Assignment:
Each line from the one that contains "Teacher note: indicate the white sea" through the last line of the listing below is to be returned exactly as it stands, and nothing else.

****************

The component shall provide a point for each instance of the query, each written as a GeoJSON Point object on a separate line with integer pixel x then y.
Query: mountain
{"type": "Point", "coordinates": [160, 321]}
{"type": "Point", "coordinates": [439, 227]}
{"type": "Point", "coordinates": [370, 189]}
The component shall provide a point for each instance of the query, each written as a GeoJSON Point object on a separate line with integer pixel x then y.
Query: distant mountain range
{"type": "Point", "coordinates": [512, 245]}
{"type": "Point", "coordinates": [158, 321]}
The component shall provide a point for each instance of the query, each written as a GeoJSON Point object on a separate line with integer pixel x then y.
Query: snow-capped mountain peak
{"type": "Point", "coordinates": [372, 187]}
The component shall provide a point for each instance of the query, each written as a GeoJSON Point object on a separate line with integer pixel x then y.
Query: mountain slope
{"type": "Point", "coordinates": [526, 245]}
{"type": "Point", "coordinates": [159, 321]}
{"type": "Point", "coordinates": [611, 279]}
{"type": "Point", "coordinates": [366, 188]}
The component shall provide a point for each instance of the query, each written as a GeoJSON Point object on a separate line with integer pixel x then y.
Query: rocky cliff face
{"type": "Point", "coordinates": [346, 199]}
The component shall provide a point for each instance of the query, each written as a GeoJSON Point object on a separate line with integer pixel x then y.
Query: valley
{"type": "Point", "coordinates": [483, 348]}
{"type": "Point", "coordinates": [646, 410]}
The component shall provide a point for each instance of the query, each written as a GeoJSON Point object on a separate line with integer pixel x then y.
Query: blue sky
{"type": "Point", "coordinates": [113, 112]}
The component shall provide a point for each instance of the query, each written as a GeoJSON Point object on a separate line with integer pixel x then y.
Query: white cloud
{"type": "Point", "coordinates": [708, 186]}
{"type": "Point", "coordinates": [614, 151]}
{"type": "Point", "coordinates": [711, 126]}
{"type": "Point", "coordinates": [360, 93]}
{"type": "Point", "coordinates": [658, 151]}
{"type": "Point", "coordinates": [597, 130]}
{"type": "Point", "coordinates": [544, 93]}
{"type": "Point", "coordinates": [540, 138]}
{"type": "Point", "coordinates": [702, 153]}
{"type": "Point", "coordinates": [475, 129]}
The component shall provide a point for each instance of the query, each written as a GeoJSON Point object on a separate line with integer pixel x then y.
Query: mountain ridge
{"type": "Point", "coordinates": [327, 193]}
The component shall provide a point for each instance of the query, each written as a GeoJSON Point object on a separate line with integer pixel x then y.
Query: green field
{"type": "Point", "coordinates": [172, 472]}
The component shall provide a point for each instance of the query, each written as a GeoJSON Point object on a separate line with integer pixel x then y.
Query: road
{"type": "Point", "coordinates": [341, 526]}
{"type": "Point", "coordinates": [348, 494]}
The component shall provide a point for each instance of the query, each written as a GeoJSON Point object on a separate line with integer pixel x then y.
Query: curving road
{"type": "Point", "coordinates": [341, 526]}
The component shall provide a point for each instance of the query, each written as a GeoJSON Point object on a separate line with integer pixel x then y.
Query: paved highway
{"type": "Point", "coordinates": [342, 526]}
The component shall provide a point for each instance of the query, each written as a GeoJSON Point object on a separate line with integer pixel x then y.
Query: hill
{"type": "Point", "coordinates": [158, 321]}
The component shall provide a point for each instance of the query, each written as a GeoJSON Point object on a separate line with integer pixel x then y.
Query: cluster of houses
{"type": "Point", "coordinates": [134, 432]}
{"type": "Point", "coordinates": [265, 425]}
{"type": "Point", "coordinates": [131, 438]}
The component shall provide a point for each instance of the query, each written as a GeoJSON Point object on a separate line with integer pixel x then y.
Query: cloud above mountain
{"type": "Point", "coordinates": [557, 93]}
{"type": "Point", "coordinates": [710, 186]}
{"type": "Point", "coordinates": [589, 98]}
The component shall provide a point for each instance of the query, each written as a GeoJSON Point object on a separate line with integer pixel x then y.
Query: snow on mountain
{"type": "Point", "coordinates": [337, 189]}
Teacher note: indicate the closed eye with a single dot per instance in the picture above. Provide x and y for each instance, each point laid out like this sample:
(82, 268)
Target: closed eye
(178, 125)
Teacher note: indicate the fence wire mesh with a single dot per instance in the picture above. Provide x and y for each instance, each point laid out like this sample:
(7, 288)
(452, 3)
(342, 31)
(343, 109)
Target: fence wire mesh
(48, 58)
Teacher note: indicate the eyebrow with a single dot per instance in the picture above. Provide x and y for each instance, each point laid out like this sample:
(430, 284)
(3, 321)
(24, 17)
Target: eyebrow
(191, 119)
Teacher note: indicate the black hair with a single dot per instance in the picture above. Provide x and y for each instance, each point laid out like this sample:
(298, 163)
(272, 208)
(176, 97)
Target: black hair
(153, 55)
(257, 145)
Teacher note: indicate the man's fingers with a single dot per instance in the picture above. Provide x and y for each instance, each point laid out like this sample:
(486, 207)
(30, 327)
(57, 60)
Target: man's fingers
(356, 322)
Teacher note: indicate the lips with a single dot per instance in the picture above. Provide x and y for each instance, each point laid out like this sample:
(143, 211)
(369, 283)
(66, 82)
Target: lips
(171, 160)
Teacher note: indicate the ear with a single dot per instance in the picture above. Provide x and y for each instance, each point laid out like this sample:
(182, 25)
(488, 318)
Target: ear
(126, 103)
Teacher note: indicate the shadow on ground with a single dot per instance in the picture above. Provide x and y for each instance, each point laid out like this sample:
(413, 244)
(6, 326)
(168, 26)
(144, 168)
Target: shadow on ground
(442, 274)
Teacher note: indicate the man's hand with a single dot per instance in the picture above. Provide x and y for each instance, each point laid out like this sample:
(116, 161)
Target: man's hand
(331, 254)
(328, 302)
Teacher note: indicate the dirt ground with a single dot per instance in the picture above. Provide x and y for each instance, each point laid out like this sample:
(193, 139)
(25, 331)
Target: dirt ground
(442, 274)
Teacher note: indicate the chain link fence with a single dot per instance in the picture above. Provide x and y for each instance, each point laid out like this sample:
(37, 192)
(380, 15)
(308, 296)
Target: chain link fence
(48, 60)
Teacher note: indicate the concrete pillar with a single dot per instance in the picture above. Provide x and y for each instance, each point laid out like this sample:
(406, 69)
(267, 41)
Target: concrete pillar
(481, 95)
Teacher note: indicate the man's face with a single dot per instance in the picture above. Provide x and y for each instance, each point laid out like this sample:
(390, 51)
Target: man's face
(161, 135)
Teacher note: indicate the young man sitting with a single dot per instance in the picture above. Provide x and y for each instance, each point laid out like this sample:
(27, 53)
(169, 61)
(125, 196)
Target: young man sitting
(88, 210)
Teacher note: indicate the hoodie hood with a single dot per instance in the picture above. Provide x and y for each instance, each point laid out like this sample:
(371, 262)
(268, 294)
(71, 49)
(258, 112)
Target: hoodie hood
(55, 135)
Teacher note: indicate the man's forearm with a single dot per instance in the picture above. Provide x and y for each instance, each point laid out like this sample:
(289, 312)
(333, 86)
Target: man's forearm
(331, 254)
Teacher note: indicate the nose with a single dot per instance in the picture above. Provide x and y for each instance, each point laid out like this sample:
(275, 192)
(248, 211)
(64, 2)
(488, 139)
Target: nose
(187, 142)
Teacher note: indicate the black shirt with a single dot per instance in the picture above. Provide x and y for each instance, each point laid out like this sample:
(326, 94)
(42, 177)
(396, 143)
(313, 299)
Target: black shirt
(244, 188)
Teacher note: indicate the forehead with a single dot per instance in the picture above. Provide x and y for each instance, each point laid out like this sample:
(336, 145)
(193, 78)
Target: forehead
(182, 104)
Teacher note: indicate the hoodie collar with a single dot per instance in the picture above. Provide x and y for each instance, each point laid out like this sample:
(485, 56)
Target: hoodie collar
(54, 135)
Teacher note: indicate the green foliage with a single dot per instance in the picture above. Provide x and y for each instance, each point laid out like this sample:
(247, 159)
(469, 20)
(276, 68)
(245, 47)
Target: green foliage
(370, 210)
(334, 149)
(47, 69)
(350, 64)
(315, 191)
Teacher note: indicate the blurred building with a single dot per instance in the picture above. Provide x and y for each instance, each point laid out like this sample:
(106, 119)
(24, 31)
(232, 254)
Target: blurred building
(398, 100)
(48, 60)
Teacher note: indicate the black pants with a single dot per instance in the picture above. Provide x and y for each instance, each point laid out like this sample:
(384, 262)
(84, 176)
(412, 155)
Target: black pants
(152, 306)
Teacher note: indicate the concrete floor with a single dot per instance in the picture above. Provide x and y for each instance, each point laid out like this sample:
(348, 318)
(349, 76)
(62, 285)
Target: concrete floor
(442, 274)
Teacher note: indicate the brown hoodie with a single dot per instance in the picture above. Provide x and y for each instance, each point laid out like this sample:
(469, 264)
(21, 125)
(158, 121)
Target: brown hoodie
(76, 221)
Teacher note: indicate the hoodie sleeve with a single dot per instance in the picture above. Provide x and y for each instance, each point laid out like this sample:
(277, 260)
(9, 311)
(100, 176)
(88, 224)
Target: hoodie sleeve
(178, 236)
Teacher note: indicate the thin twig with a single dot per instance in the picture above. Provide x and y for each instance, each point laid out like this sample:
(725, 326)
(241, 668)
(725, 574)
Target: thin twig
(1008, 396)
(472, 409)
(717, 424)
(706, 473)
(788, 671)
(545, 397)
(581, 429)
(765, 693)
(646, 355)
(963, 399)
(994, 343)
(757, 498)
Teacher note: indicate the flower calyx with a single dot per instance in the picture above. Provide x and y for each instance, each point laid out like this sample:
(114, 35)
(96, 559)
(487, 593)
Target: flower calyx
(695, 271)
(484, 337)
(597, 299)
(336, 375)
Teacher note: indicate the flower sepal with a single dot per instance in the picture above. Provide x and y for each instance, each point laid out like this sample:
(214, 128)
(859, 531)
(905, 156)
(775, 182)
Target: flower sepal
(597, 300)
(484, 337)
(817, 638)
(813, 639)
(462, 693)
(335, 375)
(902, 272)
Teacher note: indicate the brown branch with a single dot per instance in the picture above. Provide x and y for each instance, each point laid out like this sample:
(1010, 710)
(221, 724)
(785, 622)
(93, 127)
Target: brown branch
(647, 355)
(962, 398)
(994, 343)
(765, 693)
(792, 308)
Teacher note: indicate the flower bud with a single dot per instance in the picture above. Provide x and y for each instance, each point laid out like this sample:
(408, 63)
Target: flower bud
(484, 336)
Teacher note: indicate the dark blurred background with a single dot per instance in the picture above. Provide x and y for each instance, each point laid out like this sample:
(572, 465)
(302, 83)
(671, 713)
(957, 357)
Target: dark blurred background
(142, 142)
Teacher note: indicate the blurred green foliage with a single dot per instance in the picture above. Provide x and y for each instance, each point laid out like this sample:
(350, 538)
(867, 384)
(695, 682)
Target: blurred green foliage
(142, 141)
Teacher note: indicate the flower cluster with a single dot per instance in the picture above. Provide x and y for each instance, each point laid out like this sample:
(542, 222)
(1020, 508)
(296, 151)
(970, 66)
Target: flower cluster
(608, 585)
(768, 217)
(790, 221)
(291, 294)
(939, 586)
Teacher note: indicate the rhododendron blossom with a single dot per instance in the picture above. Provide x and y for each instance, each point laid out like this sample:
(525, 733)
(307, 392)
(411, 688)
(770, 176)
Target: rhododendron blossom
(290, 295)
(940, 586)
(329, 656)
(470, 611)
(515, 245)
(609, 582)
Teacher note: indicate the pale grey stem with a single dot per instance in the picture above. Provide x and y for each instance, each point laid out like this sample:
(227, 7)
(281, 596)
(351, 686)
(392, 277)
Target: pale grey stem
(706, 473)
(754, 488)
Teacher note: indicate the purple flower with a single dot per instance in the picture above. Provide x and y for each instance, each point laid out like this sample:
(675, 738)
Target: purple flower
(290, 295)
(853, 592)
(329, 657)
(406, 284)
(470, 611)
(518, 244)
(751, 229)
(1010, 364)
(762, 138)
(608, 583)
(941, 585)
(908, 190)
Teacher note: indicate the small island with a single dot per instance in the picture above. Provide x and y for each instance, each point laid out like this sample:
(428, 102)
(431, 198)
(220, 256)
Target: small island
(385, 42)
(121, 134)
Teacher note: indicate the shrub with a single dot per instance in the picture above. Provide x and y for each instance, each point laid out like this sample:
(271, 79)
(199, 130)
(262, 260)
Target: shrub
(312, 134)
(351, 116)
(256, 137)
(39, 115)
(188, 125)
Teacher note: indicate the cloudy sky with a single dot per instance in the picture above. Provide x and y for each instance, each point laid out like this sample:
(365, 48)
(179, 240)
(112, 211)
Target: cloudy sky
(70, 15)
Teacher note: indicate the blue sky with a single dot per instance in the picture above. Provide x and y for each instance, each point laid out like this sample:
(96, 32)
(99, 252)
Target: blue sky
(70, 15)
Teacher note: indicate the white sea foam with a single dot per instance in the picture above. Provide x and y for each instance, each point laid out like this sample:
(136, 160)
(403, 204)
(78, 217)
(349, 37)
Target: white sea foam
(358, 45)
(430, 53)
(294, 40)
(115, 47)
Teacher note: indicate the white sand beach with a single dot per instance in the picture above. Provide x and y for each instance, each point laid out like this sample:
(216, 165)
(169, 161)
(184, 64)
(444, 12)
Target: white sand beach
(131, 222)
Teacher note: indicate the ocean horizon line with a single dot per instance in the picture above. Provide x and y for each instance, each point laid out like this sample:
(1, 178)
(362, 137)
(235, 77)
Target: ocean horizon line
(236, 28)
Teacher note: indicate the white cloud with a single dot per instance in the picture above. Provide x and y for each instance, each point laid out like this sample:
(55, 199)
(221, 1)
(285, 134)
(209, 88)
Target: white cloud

****************

Result of this exercise:
Teacher note: indicate the white sea foam with a single dot per instance in the picture above. Provide x and y for each instance, each point laid out like this sample:
(136, 160)
(403, 204)
(78, 217)
(349, 37)
Target: white sea foam
(358, 45)
(430, 53)
(294, 40)
(115, 47)
Teacher note: indicate the white sand beach with a single dot per instance in the picture above. Provide x and y for each instance, each point laid out like this sample:
(216, 165)
(169, 161)
(184, 64)
(444, 12)
Target: white sand beach
(131, 222)
Teacher note: indicate the ocean horizon line with a single dot per instance in the picture above. Provide x and y for each instance, each point laid out like this sample:
(1, 178)
(362, 137)
(235, 77)
Target: ocean horizon line
(236, 28)
Teacher note: indicate the white cloud with a single dot per instance in the picture above. Provide x and y for each instance, each point laid out like this sample:
(55, 199)
(221, 1)
(285, 134)
(209, 88)
Target: white cloud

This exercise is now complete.